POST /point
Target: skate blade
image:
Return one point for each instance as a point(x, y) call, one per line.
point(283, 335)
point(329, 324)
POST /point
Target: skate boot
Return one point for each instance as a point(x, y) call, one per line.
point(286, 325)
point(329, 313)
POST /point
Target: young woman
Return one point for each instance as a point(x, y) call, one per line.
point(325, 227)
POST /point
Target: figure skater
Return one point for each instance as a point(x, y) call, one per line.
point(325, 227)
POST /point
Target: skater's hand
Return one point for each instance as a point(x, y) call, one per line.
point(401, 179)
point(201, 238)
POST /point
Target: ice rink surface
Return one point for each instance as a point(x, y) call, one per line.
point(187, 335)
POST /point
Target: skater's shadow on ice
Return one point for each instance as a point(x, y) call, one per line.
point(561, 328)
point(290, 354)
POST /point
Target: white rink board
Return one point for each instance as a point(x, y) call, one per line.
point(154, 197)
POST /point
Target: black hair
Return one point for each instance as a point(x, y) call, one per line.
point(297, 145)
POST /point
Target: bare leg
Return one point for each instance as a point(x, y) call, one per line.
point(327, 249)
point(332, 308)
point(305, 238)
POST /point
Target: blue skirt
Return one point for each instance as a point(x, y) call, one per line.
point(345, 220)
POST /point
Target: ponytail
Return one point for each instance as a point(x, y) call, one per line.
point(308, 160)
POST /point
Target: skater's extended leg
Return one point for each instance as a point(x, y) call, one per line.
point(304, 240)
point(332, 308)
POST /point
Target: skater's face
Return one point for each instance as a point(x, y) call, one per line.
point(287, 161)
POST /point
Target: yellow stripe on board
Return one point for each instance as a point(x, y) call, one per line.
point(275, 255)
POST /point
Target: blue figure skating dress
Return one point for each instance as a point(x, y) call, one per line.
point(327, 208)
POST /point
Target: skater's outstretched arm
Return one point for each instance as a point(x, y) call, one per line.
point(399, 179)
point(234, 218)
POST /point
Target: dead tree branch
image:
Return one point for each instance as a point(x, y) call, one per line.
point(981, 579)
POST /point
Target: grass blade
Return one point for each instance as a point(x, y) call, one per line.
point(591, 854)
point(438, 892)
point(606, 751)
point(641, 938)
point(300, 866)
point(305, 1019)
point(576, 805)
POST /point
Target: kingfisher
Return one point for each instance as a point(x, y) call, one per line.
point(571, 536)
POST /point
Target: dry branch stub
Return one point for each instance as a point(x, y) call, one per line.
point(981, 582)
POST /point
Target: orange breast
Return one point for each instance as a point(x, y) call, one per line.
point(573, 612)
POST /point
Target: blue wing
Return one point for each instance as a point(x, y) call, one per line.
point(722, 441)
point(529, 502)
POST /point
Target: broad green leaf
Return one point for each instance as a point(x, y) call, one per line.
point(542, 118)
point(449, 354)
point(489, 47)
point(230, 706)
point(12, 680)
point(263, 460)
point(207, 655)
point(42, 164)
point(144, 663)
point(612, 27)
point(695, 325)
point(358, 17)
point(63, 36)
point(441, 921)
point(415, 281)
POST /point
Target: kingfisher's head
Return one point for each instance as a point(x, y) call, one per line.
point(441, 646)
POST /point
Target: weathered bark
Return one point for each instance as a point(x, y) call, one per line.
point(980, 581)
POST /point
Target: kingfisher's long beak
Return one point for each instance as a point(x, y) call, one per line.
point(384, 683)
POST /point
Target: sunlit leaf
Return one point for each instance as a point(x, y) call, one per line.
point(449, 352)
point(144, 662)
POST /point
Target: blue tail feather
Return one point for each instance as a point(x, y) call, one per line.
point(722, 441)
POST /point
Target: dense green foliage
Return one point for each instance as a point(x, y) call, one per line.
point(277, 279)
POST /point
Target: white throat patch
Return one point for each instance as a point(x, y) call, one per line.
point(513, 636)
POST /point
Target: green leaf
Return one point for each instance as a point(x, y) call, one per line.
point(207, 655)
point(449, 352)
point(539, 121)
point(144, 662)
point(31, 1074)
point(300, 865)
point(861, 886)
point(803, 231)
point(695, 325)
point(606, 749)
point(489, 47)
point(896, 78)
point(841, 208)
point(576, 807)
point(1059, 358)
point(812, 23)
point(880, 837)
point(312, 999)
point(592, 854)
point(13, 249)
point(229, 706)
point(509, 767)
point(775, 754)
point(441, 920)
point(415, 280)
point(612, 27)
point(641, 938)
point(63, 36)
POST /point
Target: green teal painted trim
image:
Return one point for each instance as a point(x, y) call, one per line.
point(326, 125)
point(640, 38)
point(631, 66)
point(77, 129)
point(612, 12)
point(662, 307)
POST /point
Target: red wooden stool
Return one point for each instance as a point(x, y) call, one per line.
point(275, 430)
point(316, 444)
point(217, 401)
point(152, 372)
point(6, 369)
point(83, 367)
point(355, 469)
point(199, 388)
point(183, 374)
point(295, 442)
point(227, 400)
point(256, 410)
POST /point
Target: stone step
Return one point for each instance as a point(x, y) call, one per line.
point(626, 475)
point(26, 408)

────────────────

• **Your goal**
Rewrite the rows from the start through the line containing "point(305, 238)", changing "rink" to "arena" and leaving everything else as it is.

• **Exercise answer**
POST /point
Target: skate blade
image:
Return one point for each instance as a point(x, y) call, one per line.
point(283, 335)
point(329, 324)
POST /point
Target: skate boot
Return one point for each instance as a point(x, y) call, one per line.
point(286, 325)
point(329, 313)
POST /point
Target: young woman
Return one point for each instance as a point(x, y) call, one per line.
point(325, 227)
POST /point
Target: figure skater
Return one point for each instance as a point(x, y) call, one per line.
point(325, 227)
POST /point
Target: skater's hand
Return one point for each instance as a point(x, y) call, one per line.
point(401, 179)
point(201, 238)
POST /point
Target: ice arena surface
Return one point for each instance as a point(x, y) call, one per line.
point(187, 335)
POST /point
Target: skater's shadow on ice
Return one point for each instance as a point(x, y) call, one per line.
point(561, 328)
point(290, 354)
POST /point
Target: white arena board
Return one point for each instance as a point(x, y) call, one per line.
point(154, 197)
POST /point
Target: black hair
Return one point for each instance as a point(x, y) call, one per line.
point(297, 145)
POST /point
Target: bare leg
Return one point for each instance as a point(x, y) call, one per line.
point(327, 249)
point(332, 308)
point(305, 238)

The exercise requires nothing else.